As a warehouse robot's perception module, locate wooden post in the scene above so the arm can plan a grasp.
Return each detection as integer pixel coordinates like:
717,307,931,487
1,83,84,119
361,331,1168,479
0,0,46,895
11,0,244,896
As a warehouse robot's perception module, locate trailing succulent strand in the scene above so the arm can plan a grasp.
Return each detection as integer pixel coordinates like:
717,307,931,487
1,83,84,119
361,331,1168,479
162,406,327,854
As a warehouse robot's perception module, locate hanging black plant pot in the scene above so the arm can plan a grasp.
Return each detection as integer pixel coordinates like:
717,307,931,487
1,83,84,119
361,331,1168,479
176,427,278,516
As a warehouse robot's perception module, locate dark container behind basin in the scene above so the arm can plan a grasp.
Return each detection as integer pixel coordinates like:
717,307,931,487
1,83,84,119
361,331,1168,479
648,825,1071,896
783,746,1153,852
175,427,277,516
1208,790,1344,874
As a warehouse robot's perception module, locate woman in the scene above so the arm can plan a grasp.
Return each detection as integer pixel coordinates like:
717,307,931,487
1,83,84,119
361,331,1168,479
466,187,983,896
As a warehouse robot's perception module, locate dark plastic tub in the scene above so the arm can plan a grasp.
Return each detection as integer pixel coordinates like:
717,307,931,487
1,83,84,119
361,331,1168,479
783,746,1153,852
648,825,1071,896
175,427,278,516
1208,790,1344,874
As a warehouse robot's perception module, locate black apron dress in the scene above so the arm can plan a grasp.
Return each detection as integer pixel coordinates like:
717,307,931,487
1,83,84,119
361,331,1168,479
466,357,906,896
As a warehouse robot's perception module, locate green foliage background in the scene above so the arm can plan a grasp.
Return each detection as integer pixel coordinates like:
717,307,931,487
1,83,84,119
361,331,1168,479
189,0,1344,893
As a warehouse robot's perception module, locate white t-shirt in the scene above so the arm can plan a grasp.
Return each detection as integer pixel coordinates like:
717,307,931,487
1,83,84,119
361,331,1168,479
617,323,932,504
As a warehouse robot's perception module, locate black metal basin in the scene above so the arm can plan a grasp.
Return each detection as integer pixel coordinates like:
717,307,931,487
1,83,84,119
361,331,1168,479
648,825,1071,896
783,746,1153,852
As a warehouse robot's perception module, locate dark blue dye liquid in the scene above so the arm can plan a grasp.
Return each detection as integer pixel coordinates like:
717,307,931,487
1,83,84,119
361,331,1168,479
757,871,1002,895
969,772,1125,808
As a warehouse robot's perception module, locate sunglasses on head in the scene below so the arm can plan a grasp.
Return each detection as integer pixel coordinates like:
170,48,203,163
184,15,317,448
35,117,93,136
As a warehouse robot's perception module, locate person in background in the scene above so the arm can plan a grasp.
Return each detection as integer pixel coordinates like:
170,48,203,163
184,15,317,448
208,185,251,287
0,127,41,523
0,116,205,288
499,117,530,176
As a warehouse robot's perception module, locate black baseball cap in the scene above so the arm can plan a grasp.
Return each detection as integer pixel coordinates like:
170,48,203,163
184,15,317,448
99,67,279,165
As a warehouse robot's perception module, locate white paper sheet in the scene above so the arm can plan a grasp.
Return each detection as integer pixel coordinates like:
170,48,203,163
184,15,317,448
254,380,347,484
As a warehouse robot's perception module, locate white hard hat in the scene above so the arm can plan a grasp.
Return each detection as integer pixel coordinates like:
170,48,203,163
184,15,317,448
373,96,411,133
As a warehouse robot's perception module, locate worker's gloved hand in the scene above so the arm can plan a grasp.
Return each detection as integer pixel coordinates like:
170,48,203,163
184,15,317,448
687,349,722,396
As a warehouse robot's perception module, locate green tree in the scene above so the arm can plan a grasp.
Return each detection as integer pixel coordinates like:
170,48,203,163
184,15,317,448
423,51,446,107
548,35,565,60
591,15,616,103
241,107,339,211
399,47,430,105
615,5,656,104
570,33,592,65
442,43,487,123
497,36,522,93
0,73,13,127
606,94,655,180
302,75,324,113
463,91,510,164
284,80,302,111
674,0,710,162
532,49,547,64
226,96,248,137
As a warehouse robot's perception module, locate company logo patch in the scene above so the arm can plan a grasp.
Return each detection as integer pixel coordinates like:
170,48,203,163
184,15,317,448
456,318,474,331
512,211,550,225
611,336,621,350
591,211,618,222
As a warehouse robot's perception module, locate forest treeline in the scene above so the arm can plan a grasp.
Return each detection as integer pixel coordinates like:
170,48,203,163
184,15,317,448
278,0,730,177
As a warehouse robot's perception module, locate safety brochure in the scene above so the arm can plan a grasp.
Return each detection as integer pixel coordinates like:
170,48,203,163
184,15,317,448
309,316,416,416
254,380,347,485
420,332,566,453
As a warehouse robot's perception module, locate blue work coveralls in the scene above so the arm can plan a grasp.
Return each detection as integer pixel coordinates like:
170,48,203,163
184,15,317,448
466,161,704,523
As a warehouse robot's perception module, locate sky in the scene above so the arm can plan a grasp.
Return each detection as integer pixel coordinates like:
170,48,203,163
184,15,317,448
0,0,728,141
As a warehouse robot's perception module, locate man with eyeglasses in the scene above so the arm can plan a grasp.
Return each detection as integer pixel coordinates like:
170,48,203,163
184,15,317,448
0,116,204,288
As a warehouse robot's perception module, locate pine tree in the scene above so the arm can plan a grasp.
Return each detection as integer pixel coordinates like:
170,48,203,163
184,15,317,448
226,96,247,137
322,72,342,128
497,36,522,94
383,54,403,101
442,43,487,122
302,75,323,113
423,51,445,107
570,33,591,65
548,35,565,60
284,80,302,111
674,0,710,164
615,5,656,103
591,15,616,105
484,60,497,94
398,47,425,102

######

• [Stated problem]: Rewrite all of the records above, replacing each occurrence of "perception module" with "vision system" and leaving everything else unchanged.

• [Final result]:
As a warehouse robot's vision system, locate wooden post in the scene above so the arm can plan a grasp.
Return each detection as integer pixel coordinates like:
717,307,931,487
1,83,84,119
361,331,1168,479
0,0,46,895
11,0,244,896
As a warehouse robot's vision system, locate trailing succulent strand in the scene above so the arm can plan a grasp.
Return each detection as integer pixel coordinates like:
717,307,931,487
1,83,84,119
361,331,1168,479
162,406,327,854
As a warehouse robot's vision system, locate hanging black plant pot in the scene above so the arm can plan a grasp.
Return each detection as integer pixel coordinates like:
717,307,931,487
1,83,84,119
361,331,1168,479
176,427,278,516
As a warehouse robot's vision system, locate dark container behind basin in the scene above so the arm can plan a grasp.
Return each detection as integer pixel coordinates like:
717,307,931,487
1,83,84,119
361,331,1168,479
648,825,1071,896
783,746,1153,852
175,427,277,516
1208,790,1344,874
As a warehouse robot's vision system, locate woman in the scene above so the arm can plan a grasp.
Return each detection as integer pixel coordinates like:
717,307,931,487
1,83,84,119
361,331,1168,479
466,187,983,896
As a warehouse robot's vision system, locate dark plastic tub in the scene above so the arm can plan a grasp.
Return each detection as integer pixel coordinates like:
717,307,931,487
1,83,84,119
361,331,1168,479
783,746,1153,852
648,825,1071,896
175,427,278,516
1208,790,1344,874
As a warehouse robot's vision system, locate black apron dress in the scene above so the arm can plan a grasp.
Return each detection as integer pixel coordinates like:
717,307,931,487
1,83,84,119
361,331,1168,479
466,357,906,896
As a warehouse robot's vision system, locate green foliage background in the scene above so the arm can plan a grasp.
Return each detection as integer pixel coordinates like:
717,307,931,487
1,83,84,119
361,331,1168,479
189,0,1344,893
As a warehouse robot's vision system, locate white t-shirt in the scene above so the arm can plan a grasp.
Return each detection as integer pixel coordinates like:
717,307,931,487
1,83,84,119
361,331,1168,479
617,323,932,504
As a warehouse robot's vision system, locate black metal basin in the scene above so the arm can plan a grasp.
Return each detection as integer pixel coordinates like:
717,307,931,487
1,83,84,119
361,331,1168,479
648,825,1071,896
783,746,1153,852
As a warehouse robot's vision system, locate dark blue dye liquid in the scene above so the arm can plan a grasp.
Return each detection as integer pixel coordinates like:
717,307,931,487
1,83,84,119
361,331,1168,479
757,871,1002,895
969,772,1125,808
As a warehouse robot's vision system, locate sunglasses on head in the scene below so the arm can plan a grasp.
Return each detection as integer pixel coordinates like:
170,48,203,163
184,15,317,448
35,117,93,136
As a warehouse robot's vision system, locate person in background in the scene above so the arm can plan a grasp.
Return each detection as integer pixel coordinates like:
170,48,203,163
184,15,317,448
208,185,251,287
0,127,41,523
0,116,205,288
499,117,530,176
As a warehouse robot's vision system, locate black baseball cap in the scene above so the arm can plan a grasp.
Return each detection as integer pixel coordinates like:
170,48,203,163
184,15,317,448
99,67,279,165
As a warehouse robot's vision system, locate white paper sheet in the scene above so the arm can plan a grasp.
Return each detection as integer pixel coordinates like:
170,48,203,163
184,15,317,448
254,380,347,484
As a warehouse robot's vision system, locate white hard hat in the scene above so the arm can plan a grasp.
Return each detection as integer pixel coordinates like:
170,48,203,163
184,15,317,448
373,96,411,133
As a warehouse robot's vision system, locate worker's gloved hand in the scene above so the arm can plan a grasp.
Return each detection as integer pixel coordinates like:
170,48,203,163
184,15,317,448
687,349,722,396
As a warehouse robot's vision system, locate green tree in the scene above so the arm can plan a grasp.
Return each detection as integer pixel coordinates like:
170,48,203,163
184,15,317,448
423,51,446,107
548,35,565,60
591,15,616,103
241,107,339,211
399,47,430,105
615,5,656,104
570,33,592,65
442,43,487,123
497,36,522,93
0,73,13,127
606,94,655,180
302,75,324,113
463,91,510,164
284,80,302,111
674,0,710,162
532,49,547,64
226,96,248,137
As a warehouse robot's vision system, locate company logo patch in the scene above so the arm can plan a grasp.
Return each detection as integer pixel coordinates like:
170,48,203,163
184,15,317,448
456,318,474,331
512,211,550,225
611,336,621,350
591,211,618,222
As a warehouse robot's vision system, locate forest treeline in the scene above so the arm can plan a grasp.
Return each detection as integer pixel coordinates like:
170,48,203,163
184,15,317,448
278,0,730,177
As a warehouse robot's vision system, locate safety brochure in the scene above so the arm can plan a grasp.
Return each detection as integer pixel coordinates like:
170,48,203,163
184,15,317,448
309,316,416,416
254,380,347,485
420,332,566,453
As a warehouse robot's vision system, locate blue work coveralls in the scene above so the arm can plan a grasp.
Return each detection as integer pixel coordinates like:
170,48,203,163
184,15,317,448
466,161,704,523
As a warehouse robot's vision system, locate sky in the scene above so the arm can plan a grasp.
Return each detection as integer pixel coordinates like:
170,48,203,163
184,15,317,448
0,0,728,141
As a warehouse robot's vision system, locate man with eyeglasses in the scene above so the arm can plan a grasp.
Return each detection as integer pixel coordinates like:
170,48,203,163
184,15,317,448
0,116,204,288
As a warehouse robot's vision system, locate pine tree in the scene above so the arm can plan a grasp.
Return each detection as integer pixel coordinates like:
170,48,203,163
184,15,317,448
226,96,247,137
322,72,342,128
497,36,522,94
383,54,403,101
442,43,487,122
302,75,323,113
423,51,445,107
570,33,591,65
548,35,565,60
284,80,302,111
674,0,710,164
615,5,656,103
591,15,616,105
484,60,497,94
398,47,425,102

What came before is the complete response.